> _Document excerpt_

* * * * * * * * *

Snigger Happy at the 2010 Brighton Fringe

Note: This review is from 2010

Review by Steve Bennett

Comedy at 4pm on a school day? Well, the five young Turks of Snigger Happy still managed drummed up a decent audience for their midweek Brighton Fringe shows, even if it might not have had the perfect timeslot for the requisite gags about rape and paedophiles that feature in some of these rookie comics’ arsenals.

Opening act Paul Langton had quite a chunk about how his moustache, clearly grown for comedy purposes, made him look like a sex offender, or a cross between a couple of celebrities, as is de rigueur for any new stand-up thinking of their first joke. Then he’s not one to push the boat out in terms of material, although his assertions that politically correctness has gone mad, all new bands sound the same and young people dress funny make him seem like a reactionary young fogey.

Despite the safe, familiar observations, he comes across as sort of likeable, with an exaggerated stage confidence that would stand him in good stead in an MC’s role. His manner is so deliberate that you’re never in any doubt this is a rehearsed performance, rather than a natural conversation, but he just about pulls it off.

Philip Wilson has a much more intriguing stage presence. Haggard, slightly sinister looking, he oozes strange menace as he declares he has ‘unusual hobbies’. It’s a persona that seems half a century out of time; with his characterful features and careful enunciation, he’s the sort of comedic creep who wouldn’t be out of place in a black Ealing comedy.

Unfortunately, his material doesn’t fully capitalise on his intriguing manner. The ‘unusual hobby’ turns out to be the lambada, and he leads the audience, and a blow-up sex doll, through some lessons. It’s modestly entertaining, but from such a strong first impression, we hope for more.

* * * * * * * * *

> _Given data_
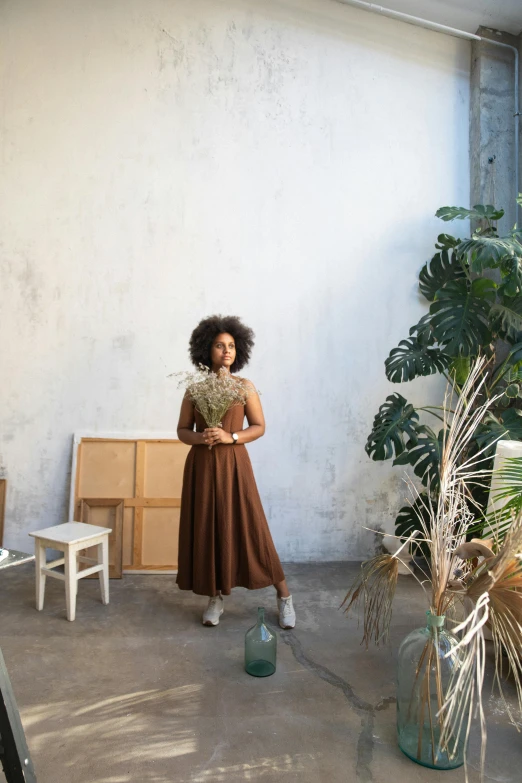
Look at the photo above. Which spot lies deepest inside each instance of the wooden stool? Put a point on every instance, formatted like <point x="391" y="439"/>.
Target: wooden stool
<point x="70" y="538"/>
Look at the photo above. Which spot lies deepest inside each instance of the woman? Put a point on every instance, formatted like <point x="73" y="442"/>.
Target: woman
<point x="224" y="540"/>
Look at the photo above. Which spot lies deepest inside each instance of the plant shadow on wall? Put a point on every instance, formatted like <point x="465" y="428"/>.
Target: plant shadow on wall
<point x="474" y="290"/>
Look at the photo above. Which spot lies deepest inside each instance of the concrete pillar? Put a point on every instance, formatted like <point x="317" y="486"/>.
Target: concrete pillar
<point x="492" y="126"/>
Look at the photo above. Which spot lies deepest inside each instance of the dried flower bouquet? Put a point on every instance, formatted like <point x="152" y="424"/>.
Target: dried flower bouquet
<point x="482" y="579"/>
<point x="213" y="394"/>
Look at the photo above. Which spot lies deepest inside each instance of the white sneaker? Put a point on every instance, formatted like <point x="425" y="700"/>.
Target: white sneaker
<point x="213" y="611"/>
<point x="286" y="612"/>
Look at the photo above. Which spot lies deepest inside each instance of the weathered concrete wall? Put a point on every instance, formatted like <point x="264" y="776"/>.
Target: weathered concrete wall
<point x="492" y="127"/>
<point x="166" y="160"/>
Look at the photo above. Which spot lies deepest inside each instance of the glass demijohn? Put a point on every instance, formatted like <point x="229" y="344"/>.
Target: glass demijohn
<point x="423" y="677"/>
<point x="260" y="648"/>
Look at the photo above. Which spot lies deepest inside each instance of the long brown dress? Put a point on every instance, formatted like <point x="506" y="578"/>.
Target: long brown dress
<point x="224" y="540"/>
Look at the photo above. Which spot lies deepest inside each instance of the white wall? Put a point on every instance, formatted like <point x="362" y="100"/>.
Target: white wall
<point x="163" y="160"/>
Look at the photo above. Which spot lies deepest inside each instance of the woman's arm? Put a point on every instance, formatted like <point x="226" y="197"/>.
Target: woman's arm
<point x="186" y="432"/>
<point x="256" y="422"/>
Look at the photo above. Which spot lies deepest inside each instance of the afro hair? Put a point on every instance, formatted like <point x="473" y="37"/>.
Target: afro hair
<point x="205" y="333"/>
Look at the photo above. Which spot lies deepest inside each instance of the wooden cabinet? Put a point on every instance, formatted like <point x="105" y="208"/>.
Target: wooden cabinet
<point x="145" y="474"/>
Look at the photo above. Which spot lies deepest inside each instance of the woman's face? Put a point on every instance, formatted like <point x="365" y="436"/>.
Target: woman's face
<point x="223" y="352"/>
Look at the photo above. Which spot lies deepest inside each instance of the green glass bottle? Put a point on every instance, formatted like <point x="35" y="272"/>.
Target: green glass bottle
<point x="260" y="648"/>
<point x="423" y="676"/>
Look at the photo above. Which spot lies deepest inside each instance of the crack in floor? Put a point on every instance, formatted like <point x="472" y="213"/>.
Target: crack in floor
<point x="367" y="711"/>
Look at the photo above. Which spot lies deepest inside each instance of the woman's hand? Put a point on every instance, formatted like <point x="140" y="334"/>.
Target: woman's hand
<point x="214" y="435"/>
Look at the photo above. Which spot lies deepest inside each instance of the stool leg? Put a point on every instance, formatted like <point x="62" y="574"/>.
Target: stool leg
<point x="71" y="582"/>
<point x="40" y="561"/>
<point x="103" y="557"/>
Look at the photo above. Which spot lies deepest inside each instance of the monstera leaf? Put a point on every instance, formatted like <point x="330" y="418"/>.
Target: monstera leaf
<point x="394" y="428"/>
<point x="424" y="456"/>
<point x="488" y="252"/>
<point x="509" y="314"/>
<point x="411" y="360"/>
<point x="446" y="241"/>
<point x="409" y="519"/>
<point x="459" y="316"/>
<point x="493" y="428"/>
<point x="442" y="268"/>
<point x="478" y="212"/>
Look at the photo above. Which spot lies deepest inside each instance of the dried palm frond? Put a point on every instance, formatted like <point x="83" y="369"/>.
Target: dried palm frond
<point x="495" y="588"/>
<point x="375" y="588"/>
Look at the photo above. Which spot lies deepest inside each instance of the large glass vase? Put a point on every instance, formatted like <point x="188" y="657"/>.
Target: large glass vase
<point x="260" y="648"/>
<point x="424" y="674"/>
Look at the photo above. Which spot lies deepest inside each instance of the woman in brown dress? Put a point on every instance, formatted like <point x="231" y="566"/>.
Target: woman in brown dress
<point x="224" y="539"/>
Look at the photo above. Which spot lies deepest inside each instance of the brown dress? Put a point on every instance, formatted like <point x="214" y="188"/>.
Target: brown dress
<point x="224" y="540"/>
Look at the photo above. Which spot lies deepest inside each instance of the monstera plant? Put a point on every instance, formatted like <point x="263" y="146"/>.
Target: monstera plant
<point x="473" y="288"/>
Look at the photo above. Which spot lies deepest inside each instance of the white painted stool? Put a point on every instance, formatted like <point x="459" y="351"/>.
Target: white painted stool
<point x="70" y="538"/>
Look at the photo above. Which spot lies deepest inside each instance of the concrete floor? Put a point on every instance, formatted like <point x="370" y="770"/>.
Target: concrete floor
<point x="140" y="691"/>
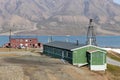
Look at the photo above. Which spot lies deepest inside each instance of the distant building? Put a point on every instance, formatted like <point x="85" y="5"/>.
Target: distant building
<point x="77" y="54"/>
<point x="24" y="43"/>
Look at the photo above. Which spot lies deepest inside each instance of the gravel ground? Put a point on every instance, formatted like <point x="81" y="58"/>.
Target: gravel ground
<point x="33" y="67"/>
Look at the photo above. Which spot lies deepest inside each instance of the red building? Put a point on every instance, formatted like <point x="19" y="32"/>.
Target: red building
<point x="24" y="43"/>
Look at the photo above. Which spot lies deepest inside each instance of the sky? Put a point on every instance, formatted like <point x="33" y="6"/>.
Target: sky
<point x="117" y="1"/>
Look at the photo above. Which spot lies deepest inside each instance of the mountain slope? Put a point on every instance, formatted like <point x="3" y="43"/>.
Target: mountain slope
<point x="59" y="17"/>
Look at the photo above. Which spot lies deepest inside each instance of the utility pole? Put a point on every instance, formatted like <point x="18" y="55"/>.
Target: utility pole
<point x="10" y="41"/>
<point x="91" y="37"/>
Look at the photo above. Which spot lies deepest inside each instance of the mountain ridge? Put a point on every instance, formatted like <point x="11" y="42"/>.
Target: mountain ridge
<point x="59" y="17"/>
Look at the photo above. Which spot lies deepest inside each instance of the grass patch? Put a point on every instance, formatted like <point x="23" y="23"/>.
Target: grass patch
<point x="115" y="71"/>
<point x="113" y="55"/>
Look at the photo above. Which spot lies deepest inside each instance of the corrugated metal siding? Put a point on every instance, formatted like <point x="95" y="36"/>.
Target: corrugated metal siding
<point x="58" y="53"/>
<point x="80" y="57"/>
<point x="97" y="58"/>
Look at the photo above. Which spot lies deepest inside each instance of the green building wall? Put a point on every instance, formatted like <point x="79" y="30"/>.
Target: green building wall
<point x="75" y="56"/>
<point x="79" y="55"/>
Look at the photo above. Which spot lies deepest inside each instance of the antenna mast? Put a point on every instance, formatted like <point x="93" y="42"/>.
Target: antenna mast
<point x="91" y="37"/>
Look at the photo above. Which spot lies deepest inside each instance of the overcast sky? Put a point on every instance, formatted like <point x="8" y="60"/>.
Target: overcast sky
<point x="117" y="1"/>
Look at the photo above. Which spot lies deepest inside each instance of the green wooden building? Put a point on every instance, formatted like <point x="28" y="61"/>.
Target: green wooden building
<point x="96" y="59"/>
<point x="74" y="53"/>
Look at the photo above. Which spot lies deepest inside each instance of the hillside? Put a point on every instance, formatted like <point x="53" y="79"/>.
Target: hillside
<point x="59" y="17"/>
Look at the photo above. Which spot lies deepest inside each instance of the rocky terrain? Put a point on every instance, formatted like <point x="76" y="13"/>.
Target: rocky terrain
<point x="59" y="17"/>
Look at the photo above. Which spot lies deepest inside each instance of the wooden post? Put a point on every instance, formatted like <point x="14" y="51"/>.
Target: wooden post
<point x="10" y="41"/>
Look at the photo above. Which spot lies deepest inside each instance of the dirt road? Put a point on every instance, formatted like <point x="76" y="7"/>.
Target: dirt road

* * * * * * * * *

> _Task set_
- A) Write out the part of the Snigger Happy review starting with "Philip Wilson has" and going on through "black Ealing comedy.".
- B) Filter the rows and copy out every line that contains the string "patch".

> _Results of the tasks_
- A)
Philip Wilson has a much more intriguing stage presence. Haggard, slightly sinister looking, he oozes strange menace as he declares he has ‘unusual hobbies’. It’s a persona that seems half a century out of time; with his characterful features and careful enunciation, he’s the sort of comedic creep who wouldn’t be out of place in a black Ealing comedy.

- B)
Look at the photo above. Which spot lies deepest inside each instance of the grass patch? Put a point on every instance, formatted like <point x="23" y="23"/>.
Target: grass patch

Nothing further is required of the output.